__WHAT TO WORK ON__
Nothing but the lines from the one containing "row, one point per instance" to the end of the records below should be output, each exactly as written.

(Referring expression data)
* * *

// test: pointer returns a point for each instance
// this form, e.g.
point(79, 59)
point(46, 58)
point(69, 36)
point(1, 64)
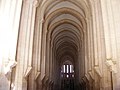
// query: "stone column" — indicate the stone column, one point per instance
point(10, 11)
point(25, 44)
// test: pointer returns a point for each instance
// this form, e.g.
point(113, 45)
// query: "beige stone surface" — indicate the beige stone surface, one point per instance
point(39, 37)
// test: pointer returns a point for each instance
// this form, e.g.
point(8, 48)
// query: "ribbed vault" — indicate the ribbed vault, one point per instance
point(64, 31)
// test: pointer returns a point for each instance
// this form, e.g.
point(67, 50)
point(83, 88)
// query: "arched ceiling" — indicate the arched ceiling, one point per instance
point(65, 23)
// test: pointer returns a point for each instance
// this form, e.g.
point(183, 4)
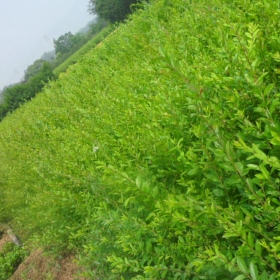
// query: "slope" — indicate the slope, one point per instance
point(157, 155)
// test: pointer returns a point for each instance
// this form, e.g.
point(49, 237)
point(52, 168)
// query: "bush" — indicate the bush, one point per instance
point(11, 257)
point(157, 155)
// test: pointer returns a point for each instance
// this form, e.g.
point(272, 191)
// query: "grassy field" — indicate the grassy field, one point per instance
point(157, 155)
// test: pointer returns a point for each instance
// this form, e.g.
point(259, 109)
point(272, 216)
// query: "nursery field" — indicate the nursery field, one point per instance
point(157, 155)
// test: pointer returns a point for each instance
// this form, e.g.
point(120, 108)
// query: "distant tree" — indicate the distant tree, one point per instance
point(33, 69)
point(111, 10)
point(97, 26)
point(63, 44)
point(48, 56)
point(17, 94)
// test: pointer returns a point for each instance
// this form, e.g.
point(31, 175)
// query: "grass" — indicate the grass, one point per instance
point(157, 155)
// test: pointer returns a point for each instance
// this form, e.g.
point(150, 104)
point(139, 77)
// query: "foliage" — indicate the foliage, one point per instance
point(64, 43)
point(10, 258)
point(33, 69)
point(111, 10)
point(14, 96)
point(157, 155)
point(48, 56)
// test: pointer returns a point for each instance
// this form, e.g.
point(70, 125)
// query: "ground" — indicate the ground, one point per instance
point(38, 266)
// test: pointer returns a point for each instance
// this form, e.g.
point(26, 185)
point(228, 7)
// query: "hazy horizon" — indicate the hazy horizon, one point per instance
point(27, 30)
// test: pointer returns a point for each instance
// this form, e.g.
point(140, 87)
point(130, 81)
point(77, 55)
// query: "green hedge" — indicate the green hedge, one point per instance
point(157, 156)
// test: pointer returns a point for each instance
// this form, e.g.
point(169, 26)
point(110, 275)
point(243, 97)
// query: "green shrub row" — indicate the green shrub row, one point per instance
point(157, 156)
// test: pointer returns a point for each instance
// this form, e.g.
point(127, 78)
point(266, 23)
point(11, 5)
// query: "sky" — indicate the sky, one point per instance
point(27, 30)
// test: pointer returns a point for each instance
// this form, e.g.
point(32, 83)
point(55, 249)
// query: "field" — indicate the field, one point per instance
point(157, 155)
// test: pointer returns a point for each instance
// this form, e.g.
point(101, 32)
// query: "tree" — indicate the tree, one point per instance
point(33, 69)
point(64, 43)
point(111, 10)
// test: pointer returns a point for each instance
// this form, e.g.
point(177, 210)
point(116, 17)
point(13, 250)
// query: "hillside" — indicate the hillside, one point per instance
point(157, 155)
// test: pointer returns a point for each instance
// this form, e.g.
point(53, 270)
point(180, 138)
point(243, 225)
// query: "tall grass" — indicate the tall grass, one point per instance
point(157, 156)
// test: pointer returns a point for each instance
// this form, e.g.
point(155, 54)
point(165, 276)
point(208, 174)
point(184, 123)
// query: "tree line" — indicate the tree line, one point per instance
point(37, 75)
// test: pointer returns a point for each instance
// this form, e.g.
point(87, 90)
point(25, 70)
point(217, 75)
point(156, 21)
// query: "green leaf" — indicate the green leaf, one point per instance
point(218, 192)
point(258, 248)
point(239, 167)
point(264, 171)
point(268, 89)
point(253, 271)
point(240, 277)
point(230, 234)
point(242, 265)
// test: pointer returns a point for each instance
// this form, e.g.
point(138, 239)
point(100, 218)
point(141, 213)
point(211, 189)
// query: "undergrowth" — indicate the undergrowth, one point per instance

* * *

__SOLVED EXERCISE__
// query: "green shrub row" — indicate the green shrub row, one point per instance
point(157, 156)
// test: pointer returns a point for each instance
// this form, e.g.
point(127, 78)
point(266, 23)
point(11, 5)
// query: "sky" — indicate the sky, one point per instance
point(27, 30)
// test: pointer returns a point for each instance
// this form, e.g.
point(32, 83)
point(55, 249)
// query: "field" — indicate the field, one point per instance
point(157, 155)
// test: pointer returns a point for each instance
// this form, e.g.
point(101, 32)
// query: "tree" — indicate the tree, one point per instance
point(33, 69)
point(64, 43)
point(111, 10)
// test: pointer returns a point for each instance
// this form, e.g.
point(177, 210)
point(116, 17)
point(13, 250)
// query: "hillside" — indicate the hillside, one point per instance
point(157, 155)
// test: pointer returns a point for each instance
// this form, e.g.
point(53, 270)
point(180, 138)
point(243, 225)
// query: "tall grass" — indicate the tall grass, one point per instance
point(157, 156)
// test: pointer returns a point for each instance
// this form, e.g.
point(155, 54)
point(165, 276)
point(208, 174)
point(184, 123)
// query: "tree line" — indicate the tree line, one point per instance
point(37, 75)
// test: pointer returns a point for each instance
// this form, e.g.
point(87, 90)
point(25, 70)
point(217, 75)
point(156, 21)
// query: "green leaf" — indicate the green leaf, one point per instance
point(218, 192)
point(258, 248)
point(239, 167)
point(264, 171)
point(268, 89)
point(253, 271)
point(240, 277)
point(230, 234)
point(242, 265)
// test: pointer returns a point for each instance
// this form, e.g.
point(138, 239)
point(100, 218)
point(141, 213)
point(211, 189)
// query: "undergrowth" — indicate the undergrowth, one point per instance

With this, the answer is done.